## EXCERPT TO READ
★ ★ ★ ★ ★ ★ ★

For the record, at the 8.23.17 hearing the two votes FOR the waste facility at this location came from Commissioners Michael Moran and Alan Maio:

Commissioner Moran accused the public of not being "fact-based" in emails and phone calls prior to the hearing. He felt the developer's presentation was "fact-based," while upwards of 70 presentations from attorneys, land use experts, a Sarasota City Planner, a Pulmonologist, an Epidemeologist, real estate agents, environmental experts and others who had researched waste facilities and contradicted the developer's unsubstantiated claims apparently did not meet his undisclosed criterion for factuality.

Commissioner Maio seized upon one or perhaps two public accusations of "collusion" to suggest that the public had demonstrated poor manners.





Thanks to courage and uncommon common sense - which is one definition of wisdom - the art and science of rational planning has made the start of a comeback in Sarasota County.

A huge and sincere thanks to all who helped move us in that direction.

The Quad Parcels - courtesy of the Sarasota News Leader

~ Tom Matrullo

Friday, August 25, 2017

SNL: Gabbert proposal voted down

Splitting 3-2, County Commission denies petitions for recycling facility near the Celery Fields

Commissioner Nancy Detert proposes that the county remove from its surplus list property it owns near the park, including a parcel the applicant has sought to purchase
Commission Chair Paul Caragiulo. Rachel Hackney photo
Three motions; approximately five-and-three-quarters hours of public comments; 73 speakers (out of 81 who submitted signed cards asking to address the board); and two extra rooms accommodating all the audience members who could not fit into the County Commission Chambers in downtown Sarasota.
On Aug. 23, what Commission Chair Paul Caragiulo acknowledged he had been dreading played out between 9:10 a.m. and 6:56 p.m.: a public hearing on petitions submitted by TST Ventures LLC that would enable it to construct a recycling facility for construction and demolition material, as well as yard waste. A waste transfer station — for which TST Ventures won county approval in 2015 — also would be part of the project on a 16-acre site at Palmer Boulevard, Apex Road and Porter Road, close to the county’s internationally known Celery Fields park and stormwater area.
As the board neared its 3-2 vote to deny the petitions, Caragiulo pointed to the “remarkably sensible and substantive discussion” that had transpired over the day.
For months, a group called Save Our Celery Fields had gathered thousands of signatures on petitions, organized rallies and communicated with the commissioners to fight the proposed project. Speakers on Aug. 23 pointed out that the county has invested between $25 million and $30 million in the Celery Fields — a figure county spokesman Drew Winchester confirmed on Aug 24 for The Sarasota News Leader.
In 1994, the county bought 303 acres encompassing what is now the park and the property at the heart of the TST Ventures’ proposal, county Planner Kirk Crane explained. Since then, numerous speakers told the board, the Celery Fields has become a major draw for bird-watchers because of the vast number of migratory species that appear there each year. Additionally, neighborhood leaders testified, more than a dozen subdivisions have sprung up in the immediate vicinity, with hundreds more homes planned.
In spite of several last-minute stipulations James Gabbert of Sarasota, president of TST Ventures, offered to the board — to make the project more palatable to the public — Caragiulo and Commissioners Charles Hines and Nancy Detert said they could not support it.

★ ★ ★ ★ ★ ★ ★

## ENTRIES PROVIDED
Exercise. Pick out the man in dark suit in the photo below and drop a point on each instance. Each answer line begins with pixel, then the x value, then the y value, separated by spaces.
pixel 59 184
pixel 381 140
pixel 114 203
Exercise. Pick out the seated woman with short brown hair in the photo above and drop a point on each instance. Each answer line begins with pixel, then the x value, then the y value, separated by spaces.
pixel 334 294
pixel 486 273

★ ★ ★ ★ ★ ★ ★

## AIM OF THE EXERCISE
Copy the Celery Fields article from "In 1994, the" up to and including "more homes planned.", renaming "bird-watchers" to "birders".

## TASK OUTPUT
In 1994, the county bought 303 acres encompassing what is now the park and the property at the heart of the TST Ventures’ proposal, county Planner Kirk Crane explained. Since then, numerous speakers told the board, the Celery Fields has become a major draw for birders because of the vast number of migratory species that appear there each year. Additionally, neighborhood leaders testified, more than a dozen subdivisions have sprung up in the immediate vicinity, with hundreds more homes planned.